Coordinate annotation entries
+ + + + +

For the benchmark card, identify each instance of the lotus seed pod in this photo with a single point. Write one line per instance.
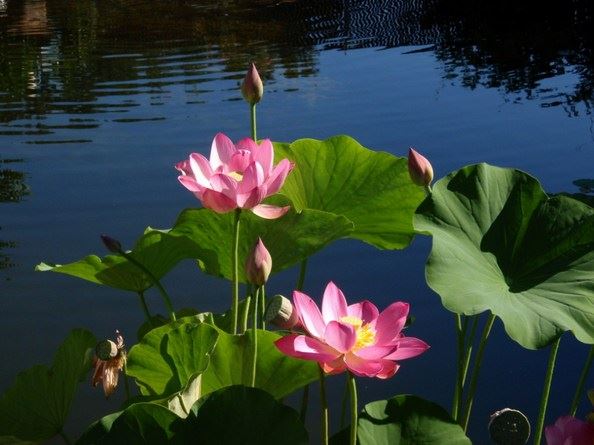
(106, 350)
(252, 87)
(509, 427)
(281, 312)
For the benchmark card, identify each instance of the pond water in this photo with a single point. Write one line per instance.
(99, 99)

+ + + + +

### Problem requirements:
Reproduce every row above verbatim, omitting the pictures.

### Output below:
For the benchmark card, identify each instance of the lotus seed pod in this photo with a single point. Write one line per instance.
(106, 350)
(252, 87)
(509, 427)
(281, 312)
For the benchmark card, identify each instance of the pond water in this photo with a single point. Write one line per instance.
(99, 99)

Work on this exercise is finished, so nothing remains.